TO DO: Make an exact copy of the records, with the pictures left out.

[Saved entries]

==================================================

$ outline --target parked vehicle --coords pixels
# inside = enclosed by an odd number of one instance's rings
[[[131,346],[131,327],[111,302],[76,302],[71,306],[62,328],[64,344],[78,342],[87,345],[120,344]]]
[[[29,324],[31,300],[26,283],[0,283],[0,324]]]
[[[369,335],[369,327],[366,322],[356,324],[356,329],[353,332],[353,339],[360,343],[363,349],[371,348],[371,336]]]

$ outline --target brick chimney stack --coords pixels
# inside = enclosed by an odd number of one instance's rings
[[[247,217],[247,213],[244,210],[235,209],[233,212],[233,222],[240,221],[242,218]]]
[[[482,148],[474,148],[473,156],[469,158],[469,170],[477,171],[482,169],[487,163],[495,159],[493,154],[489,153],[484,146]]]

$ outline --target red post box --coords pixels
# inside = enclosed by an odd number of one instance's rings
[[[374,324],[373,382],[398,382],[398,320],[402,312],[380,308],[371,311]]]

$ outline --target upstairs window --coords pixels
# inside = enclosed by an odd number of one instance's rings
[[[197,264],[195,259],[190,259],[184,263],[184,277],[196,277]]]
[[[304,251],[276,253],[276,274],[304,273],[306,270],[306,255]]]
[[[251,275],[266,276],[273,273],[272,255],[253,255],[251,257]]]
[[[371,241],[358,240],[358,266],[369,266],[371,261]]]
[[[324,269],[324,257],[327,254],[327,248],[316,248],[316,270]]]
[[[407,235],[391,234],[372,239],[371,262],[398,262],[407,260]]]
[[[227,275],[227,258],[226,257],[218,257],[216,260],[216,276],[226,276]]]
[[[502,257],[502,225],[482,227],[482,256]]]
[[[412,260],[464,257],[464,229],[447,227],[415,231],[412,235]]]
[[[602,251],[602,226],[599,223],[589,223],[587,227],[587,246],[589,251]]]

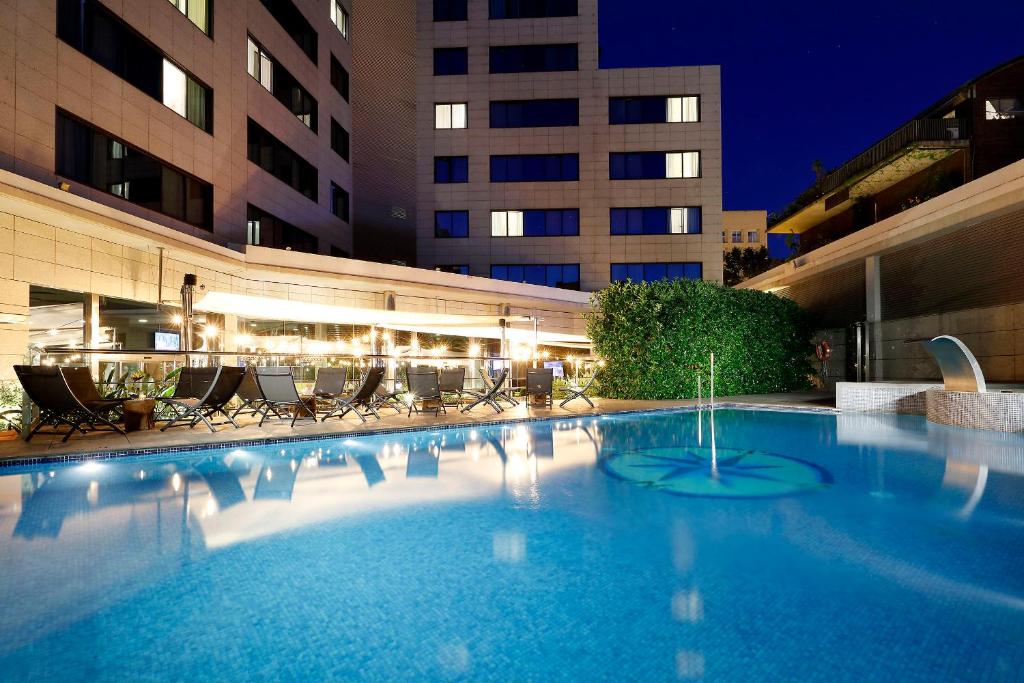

==================================================

COMPLETED EXERCISE:
$ outline --target parked vehicle --coords pixels
# inside = enclosed by an odd number of one instance's rings
[[[131,346],[131,327],[111,302],[76,302],[71,306],[62,328],[64,344],[78,342],[87,345],[120,344]]]
[[[29,324],[31,300],[26,283],[0,283],[0,324]]]
[[[369,335],[369,327],[366,322],[356,324],[356,329],[353,332],[353,339],[360,343],[363,349],[371,348],[371,336]]]

$ outline --target brick chimney stack --coords pixels
# inside = enclosed by an odd number of one instance's rings
[[[247,217],[247,213],[244,210],[235,209],[233,212],[233,222],[240,221],[242,218]]]
[[[482,148],[474,148],[473,156],[469,158],[469,170],[477,171],[482,169],[487,163],[495,159],[493,154],[489,153],[484,146]]]

$ outline --target red post box --coords pixels
# inside = enclosed by an odd number of one instance's rings
[[[374,324],[373,382],[398,382],[398,320],[402,312],[380,308],[371,311]]]

$ outline --target upstairs window --coords pixels
# inside = enclosed by an odd number of one instance's rings
[[[197,264],[195,259],[190,259],[184,263],[184,277],[196,277]]]
[[[304,251],[276,253],[276,274],[304,273],[306,270],[306,255]]]
[[[251,275],[266,276],[273,273],[272,255],[253,255],[251,257]]]
[[[371,241],[358,240],[358,266],[369,266],[371,261]]]
[[[324,269],[324,257],[327,254],[327,248],[316,248],[316,270]]]
[[[407,235],[391,234],[372,239],[371,262],[398,262],[407,260]]]
[[[227,275],[227,258],[226,257],[218,257],[216,260],[216,276],[226,276]]]
[[[502,257],[502,225],[482,227],[482,256]]]
[[[412,260],[464,257],[464,229],[447,227],[415,231],[412,235]]]
[[[602,251],[602,226],[599,223],[589,223],[587,227],[587,246],[589,251]]]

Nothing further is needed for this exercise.